#### EXTRACTED DATA
_ _ _ _ _ _ _
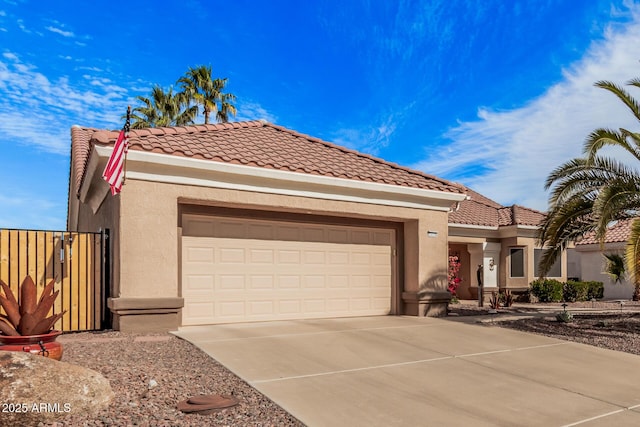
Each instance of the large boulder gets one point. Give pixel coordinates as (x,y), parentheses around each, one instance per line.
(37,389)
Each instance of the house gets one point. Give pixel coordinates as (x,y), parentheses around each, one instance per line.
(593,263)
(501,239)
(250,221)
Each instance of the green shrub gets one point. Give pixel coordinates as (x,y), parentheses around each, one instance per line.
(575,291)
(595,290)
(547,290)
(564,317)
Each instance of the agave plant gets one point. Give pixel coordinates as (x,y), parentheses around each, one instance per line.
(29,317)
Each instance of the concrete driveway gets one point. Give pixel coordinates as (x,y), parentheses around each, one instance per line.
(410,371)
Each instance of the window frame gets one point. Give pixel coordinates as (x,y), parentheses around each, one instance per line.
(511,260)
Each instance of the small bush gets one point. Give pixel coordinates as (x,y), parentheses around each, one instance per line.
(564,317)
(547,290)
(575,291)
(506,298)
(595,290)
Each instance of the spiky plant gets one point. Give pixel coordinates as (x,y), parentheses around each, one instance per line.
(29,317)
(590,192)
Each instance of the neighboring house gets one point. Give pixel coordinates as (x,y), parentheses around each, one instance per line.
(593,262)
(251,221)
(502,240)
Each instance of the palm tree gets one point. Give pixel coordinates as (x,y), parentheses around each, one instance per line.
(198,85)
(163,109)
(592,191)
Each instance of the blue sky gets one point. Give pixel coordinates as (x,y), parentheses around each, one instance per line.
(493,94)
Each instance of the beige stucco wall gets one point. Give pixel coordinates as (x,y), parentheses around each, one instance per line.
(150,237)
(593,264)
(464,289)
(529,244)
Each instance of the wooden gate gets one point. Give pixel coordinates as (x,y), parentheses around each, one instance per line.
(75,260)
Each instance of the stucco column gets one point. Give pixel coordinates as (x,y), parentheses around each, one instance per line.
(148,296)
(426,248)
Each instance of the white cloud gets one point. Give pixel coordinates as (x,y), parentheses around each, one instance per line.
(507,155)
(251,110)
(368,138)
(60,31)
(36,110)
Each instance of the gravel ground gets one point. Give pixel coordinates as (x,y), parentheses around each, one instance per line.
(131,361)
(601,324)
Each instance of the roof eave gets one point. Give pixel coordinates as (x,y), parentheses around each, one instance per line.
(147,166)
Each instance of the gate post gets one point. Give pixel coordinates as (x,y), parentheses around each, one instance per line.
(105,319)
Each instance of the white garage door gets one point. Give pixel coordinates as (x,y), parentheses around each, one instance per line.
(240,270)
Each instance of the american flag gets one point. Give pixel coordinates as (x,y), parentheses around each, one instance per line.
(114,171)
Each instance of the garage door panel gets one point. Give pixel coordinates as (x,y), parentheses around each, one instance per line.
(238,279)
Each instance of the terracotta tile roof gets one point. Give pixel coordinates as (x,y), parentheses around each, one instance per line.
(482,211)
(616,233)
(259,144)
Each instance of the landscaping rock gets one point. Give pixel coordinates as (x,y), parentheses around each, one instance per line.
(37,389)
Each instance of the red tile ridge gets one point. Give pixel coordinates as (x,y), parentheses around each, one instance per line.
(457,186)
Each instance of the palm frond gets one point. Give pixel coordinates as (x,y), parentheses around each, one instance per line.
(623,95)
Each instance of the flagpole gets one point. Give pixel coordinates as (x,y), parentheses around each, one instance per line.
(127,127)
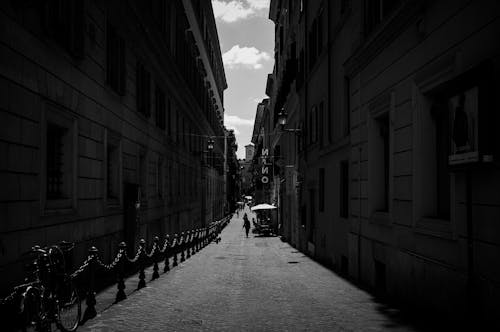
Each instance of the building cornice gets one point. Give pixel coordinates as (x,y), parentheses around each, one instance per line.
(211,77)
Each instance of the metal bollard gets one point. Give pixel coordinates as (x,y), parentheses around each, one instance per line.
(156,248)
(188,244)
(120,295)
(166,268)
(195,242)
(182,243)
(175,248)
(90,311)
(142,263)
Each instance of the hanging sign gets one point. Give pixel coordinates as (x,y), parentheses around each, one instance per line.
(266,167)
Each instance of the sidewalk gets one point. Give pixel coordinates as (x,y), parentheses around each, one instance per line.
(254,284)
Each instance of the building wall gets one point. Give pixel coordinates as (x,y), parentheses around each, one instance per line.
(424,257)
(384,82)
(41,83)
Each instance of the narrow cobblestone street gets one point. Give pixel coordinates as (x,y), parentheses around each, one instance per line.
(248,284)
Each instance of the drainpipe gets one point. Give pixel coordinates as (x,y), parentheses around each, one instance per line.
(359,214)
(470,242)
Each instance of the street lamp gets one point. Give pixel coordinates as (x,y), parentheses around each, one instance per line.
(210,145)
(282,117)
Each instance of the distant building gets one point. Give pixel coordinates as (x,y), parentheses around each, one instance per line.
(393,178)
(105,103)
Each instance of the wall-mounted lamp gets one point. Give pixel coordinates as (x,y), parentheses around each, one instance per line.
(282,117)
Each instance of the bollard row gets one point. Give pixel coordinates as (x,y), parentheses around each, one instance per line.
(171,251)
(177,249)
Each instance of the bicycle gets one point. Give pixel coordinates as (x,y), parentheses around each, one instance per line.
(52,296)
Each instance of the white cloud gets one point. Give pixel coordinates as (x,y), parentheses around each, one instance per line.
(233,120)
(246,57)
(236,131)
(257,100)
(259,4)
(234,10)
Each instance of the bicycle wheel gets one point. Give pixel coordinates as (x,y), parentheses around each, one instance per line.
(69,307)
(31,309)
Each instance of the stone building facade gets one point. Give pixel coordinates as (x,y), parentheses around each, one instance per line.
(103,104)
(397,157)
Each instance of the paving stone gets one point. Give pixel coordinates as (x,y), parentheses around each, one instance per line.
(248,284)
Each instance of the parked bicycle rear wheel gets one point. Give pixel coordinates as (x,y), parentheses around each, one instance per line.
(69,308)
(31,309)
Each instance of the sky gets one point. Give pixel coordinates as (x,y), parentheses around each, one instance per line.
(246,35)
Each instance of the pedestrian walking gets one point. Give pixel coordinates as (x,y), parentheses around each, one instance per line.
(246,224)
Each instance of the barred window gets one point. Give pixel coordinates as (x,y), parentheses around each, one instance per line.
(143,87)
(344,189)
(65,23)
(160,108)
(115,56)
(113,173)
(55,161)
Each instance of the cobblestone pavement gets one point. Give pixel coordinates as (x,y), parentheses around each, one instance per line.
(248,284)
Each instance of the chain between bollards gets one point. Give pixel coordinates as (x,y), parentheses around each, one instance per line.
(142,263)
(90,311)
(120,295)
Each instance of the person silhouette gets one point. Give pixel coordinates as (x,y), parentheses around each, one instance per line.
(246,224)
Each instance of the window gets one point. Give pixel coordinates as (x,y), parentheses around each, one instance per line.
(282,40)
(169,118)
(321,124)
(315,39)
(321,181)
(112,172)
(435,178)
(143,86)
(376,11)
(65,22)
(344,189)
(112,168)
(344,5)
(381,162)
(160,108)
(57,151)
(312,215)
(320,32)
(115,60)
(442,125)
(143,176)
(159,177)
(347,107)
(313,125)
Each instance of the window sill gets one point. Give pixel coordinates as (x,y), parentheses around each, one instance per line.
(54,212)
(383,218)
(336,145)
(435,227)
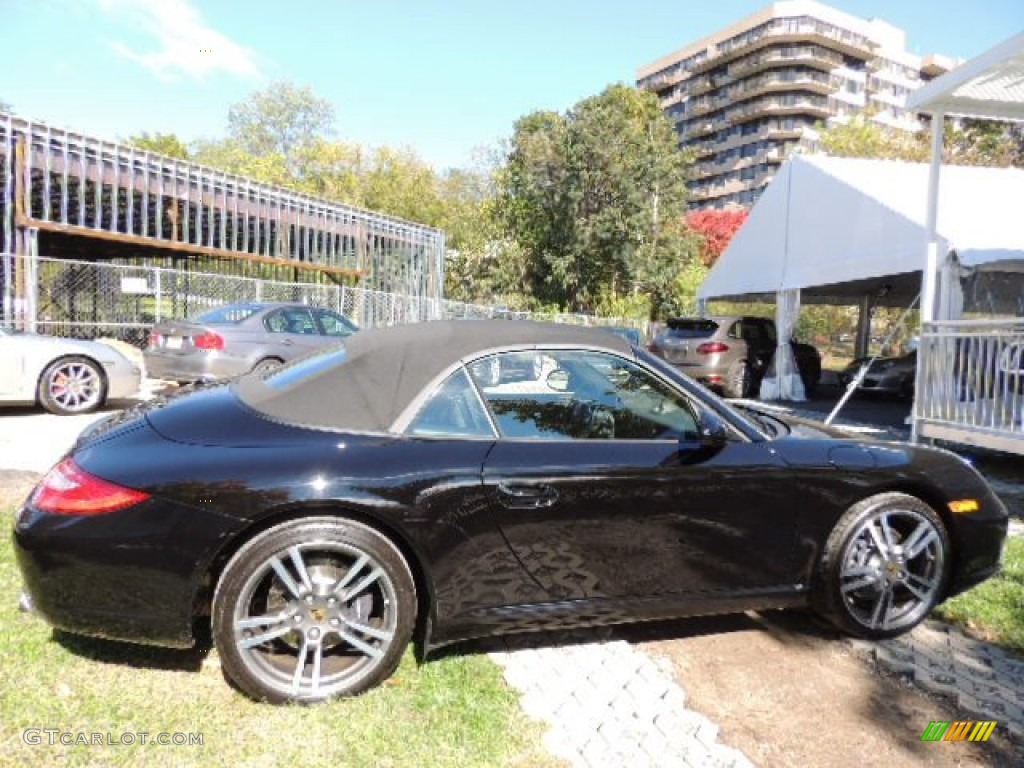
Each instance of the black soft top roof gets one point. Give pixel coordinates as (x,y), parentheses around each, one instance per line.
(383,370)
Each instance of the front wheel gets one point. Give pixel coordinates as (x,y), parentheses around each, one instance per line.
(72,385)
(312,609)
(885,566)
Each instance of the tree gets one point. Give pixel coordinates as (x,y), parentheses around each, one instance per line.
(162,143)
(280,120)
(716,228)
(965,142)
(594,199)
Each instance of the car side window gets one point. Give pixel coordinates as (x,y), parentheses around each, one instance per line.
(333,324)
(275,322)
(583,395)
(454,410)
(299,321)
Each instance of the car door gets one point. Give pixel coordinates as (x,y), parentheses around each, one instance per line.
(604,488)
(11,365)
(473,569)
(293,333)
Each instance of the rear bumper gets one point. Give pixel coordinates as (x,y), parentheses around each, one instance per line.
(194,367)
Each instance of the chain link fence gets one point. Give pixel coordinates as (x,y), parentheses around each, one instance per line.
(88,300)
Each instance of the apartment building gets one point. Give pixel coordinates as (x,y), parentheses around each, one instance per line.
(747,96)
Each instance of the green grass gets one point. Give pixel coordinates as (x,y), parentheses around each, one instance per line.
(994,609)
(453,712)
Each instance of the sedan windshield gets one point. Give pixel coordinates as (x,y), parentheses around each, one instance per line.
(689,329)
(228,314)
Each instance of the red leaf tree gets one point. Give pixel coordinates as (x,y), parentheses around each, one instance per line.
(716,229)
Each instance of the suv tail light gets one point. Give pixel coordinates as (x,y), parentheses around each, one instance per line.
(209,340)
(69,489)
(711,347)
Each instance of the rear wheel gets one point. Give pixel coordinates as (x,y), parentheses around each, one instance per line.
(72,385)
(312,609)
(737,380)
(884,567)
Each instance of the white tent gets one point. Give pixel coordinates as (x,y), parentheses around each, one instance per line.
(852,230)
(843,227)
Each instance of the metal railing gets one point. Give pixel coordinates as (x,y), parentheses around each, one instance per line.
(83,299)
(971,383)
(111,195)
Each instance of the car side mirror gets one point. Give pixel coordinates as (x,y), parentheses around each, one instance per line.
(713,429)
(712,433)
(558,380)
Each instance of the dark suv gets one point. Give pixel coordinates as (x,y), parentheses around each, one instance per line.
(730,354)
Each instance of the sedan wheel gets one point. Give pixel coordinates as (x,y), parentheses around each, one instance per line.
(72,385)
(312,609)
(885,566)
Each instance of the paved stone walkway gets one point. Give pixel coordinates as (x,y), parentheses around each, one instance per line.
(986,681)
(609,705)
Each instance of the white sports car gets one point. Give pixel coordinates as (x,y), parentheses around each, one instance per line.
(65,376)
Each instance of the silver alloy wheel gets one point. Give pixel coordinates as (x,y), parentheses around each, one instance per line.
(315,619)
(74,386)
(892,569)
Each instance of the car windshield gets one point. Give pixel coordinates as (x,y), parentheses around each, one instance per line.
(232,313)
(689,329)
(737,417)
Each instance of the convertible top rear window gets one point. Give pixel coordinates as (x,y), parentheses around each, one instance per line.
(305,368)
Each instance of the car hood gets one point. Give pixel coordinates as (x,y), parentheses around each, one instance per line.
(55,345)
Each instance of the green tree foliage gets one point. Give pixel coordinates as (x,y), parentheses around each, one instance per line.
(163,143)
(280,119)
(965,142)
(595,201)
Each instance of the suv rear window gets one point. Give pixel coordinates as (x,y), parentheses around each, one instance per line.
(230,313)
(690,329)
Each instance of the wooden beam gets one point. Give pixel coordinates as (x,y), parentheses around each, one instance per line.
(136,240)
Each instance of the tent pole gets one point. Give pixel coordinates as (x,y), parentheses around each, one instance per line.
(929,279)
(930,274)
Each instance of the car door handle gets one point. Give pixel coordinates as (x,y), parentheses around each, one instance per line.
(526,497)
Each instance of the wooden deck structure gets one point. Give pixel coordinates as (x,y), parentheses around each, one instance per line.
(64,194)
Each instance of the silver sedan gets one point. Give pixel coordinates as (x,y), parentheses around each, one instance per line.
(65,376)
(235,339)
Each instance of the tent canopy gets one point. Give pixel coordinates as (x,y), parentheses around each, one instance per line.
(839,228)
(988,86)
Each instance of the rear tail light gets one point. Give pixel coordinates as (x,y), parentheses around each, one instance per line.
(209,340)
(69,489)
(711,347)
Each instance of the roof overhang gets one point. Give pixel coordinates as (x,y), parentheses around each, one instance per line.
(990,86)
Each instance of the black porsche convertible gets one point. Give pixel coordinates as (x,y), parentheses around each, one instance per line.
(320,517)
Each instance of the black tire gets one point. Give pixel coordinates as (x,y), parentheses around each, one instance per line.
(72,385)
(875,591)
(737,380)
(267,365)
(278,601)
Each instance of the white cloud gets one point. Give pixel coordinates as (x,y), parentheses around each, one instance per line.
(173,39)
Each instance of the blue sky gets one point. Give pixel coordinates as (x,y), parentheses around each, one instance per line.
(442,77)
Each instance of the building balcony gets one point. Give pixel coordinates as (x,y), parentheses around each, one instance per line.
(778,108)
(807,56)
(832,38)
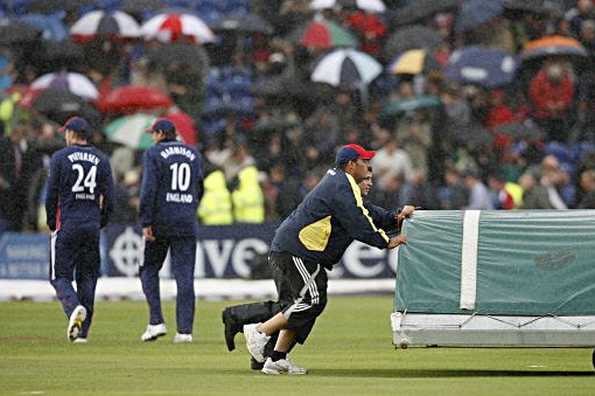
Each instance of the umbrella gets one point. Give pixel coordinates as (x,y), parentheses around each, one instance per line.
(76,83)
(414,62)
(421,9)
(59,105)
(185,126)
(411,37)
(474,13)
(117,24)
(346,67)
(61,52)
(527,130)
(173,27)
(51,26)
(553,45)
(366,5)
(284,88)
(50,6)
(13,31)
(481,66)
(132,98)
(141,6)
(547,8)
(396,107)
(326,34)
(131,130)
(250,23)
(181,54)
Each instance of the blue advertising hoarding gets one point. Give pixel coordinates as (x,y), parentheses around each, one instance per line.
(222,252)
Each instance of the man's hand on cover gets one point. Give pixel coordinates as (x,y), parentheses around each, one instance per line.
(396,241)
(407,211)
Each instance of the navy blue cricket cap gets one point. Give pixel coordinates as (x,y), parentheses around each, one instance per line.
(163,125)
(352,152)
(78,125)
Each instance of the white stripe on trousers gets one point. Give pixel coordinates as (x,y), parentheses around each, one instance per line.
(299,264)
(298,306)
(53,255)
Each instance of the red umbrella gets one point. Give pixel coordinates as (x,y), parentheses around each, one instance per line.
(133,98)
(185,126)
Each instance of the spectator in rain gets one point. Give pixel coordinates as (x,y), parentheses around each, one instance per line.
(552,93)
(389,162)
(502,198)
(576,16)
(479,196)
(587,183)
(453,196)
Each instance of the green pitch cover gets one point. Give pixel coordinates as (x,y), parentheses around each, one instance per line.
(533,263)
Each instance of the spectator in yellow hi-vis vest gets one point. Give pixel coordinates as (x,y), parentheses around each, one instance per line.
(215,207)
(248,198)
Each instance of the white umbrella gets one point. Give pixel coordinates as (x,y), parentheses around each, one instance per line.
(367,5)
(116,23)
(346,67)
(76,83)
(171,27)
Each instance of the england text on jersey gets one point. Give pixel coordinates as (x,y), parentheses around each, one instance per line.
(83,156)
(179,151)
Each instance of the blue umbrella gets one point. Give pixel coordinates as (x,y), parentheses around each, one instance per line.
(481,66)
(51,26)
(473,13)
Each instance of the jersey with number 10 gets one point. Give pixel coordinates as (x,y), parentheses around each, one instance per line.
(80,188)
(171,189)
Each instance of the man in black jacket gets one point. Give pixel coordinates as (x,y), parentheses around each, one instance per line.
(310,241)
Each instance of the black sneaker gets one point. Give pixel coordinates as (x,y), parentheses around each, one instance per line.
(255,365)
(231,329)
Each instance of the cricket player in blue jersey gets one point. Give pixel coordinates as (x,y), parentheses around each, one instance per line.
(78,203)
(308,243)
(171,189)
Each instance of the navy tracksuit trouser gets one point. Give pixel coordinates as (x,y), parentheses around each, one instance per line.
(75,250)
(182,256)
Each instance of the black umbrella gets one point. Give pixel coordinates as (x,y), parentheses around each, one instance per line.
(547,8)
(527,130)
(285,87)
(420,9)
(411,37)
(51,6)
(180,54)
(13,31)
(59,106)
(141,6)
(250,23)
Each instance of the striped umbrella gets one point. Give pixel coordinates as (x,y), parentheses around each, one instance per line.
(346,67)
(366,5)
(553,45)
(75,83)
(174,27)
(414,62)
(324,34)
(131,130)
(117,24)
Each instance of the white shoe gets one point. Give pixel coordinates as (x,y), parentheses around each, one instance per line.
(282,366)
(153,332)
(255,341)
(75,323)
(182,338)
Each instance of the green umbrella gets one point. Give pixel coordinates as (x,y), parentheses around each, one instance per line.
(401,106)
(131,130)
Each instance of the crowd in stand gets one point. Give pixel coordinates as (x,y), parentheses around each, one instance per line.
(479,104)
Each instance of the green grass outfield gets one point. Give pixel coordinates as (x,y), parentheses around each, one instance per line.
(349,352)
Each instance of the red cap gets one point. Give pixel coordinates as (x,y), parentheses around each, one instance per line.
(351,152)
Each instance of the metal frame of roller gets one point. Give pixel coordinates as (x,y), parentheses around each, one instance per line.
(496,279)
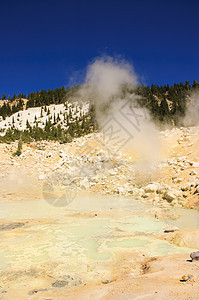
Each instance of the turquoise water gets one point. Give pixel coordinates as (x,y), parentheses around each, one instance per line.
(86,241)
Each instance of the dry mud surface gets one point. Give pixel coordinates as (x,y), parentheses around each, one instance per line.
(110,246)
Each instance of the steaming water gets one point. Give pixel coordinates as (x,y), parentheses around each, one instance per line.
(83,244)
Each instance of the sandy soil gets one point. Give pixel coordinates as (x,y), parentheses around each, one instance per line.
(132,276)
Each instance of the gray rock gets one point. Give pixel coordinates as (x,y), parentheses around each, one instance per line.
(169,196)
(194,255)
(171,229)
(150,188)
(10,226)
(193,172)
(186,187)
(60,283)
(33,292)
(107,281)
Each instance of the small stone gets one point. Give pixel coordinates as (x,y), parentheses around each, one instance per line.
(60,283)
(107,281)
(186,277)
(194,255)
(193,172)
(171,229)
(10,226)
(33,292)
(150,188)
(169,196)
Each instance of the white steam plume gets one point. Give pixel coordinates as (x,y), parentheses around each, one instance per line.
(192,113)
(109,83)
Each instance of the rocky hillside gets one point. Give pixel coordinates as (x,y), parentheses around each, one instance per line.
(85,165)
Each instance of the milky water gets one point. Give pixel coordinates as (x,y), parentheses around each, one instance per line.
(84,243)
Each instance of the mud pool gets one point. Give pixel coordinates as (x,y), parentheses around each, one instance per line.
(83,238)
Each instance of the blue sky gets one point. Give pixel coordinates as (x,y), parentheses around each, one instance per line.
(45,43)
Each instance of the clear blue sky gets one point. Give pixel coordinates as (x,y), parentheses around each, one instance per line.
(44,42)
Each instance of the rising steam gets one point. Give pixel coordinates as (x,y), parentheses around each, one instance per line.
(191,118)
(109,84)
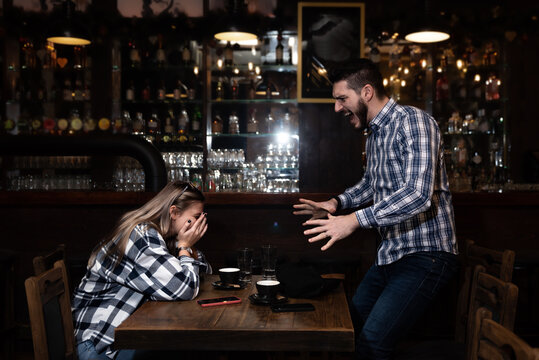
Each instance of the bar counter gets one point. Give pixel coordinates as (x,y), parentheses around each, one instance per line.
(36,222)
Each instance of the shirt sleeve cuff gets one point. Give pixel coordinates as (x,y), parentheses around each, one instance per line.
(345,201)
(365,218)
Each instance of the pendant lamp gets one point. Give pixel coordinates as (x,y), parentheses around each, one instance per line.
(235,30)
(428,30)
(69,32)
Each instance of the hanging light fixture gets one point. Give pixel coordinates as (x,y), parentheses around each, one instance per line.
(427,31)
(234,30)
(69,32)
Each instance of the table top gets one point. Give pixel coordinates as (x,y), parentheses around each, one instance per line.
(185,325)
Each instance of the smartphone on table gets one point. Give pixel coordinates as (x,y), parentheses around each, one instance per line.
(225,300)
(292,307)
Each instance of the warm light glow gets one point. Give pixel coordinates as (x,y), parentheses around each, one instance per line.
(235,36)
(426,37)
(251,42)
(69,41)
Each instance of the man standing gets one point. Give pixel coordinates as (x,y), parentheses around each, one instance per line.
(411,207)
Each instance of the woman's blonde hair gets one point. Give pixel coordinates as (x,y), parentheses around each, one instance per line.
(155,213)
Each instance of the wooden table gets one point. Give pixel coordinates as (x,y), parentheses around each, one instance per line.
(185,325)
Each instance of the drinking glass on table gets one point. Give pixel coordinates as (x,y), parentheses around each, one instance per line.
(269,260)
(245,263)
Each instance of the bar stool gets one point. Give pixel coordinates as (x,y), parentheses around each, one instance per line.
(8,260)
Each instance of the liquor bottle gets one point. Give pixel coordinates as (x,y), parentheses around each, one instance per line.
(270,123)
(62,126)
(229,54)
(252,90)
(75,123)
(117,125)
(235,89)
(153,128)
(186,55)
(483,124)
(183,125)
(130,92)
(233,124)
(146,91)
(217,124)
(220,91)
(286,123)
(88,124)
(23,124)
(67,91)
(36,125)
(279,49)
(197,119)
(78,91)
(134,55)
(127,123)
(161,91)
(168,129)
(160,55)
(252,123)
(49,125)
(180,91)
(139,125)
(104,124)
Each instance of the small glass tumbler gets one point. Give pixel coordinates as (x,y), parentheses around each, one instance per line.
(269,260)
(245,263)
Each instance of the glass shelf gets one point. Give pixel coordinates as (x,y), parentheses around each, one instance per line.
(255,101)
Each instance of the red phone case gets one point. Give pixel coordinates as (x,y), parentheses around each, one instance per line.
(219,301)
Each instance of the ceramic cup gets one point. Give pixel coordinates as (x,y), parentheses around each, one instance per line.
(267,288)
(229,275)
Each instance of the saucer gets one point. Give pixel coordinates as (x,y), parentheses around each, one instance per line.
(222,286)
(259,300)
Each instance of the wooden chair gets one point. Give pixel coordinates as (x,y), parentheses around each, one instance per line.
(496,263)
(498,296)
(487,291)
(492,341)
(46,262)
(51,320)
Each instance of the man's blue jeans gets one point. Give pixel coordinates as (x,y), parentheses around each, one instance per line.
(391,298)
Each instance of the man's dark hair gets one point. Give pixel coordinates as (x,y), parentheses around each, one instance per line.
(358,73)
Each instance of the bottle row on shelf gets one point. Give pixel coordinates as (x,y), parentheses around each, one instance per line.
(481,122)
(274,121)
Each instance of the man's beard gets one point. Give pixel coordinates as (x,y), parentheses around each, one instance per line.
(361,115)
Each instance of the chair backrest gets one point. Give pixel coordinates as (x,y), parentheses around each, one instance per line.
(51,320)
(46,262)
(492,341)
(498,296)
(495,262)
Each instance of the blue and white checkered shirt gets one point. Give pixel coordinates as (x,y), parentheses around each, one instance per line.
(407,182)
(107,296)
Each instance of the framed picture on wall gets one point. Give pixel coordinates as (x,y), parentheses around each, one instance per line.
_ _ _ _ _ _ _
#### REQUIRED WORK
Copy out exactly the lines from the line with "Each instance of the red phone" to the end of the listing, including both of those lines, and give nothing else.

#### SOLUTION
Each instance of the red phone case gets one point. Give pixel coordinates as (x,y), parentheses around each, one instance per line.
(219,301)
Each instance of the ceramic cup gets one point. Give pixel coordinates as (x,y), parentheses around each, one instance per line.
(267,288)
(229,275)
Each instance of the saucer gets one point. Give pixel coordinates as (x,y), parentheses around each, one instance per line.
(222,286)
(259,300)
Each instance of the wooden chair gets one point. Give pixel coordinates as (x,y), parentheses around each, one instance per line.
(496,263)
(498,296)
(487,291)
(492,341)
(46,262)
(51,320)
Each instance of the man's blue jeans gets one point. Give pixel coordinates as (x,y), parentheses around each, one instance per line.
(391,298)
Each instance of the man's dark hair gets one point. Give pixel coordinates as (x,y), parentheses around each, one instance per line.
(358,73)
Each instance of the bottle row on shelf gets one point. Give pixel coordinates as (x,y), parentheses around each, one instance per line.
(481,122)
(274,121)
Each instance of the man's beard gets one point. Give pixel coordinates as (x,y), parentheses around each, one instance per line.
(361,115)
Each instance of the chair backrest gets one point. Give pixel coordinates as (x,y), parentheses around each, one instance per line.
(51,320)
(46,262)
(492,341)
(498,296)
(495,262)
Each instance of the blue and white checkered shirt gets one point. Give pixel coordinates as (x,y), parentheses around each, one instance per line.
(407,182)
(107,296)
Each instance of the framed picture on wall gets one point. Give pixel coordinates as (x,y), parentheses around each, one instance per line.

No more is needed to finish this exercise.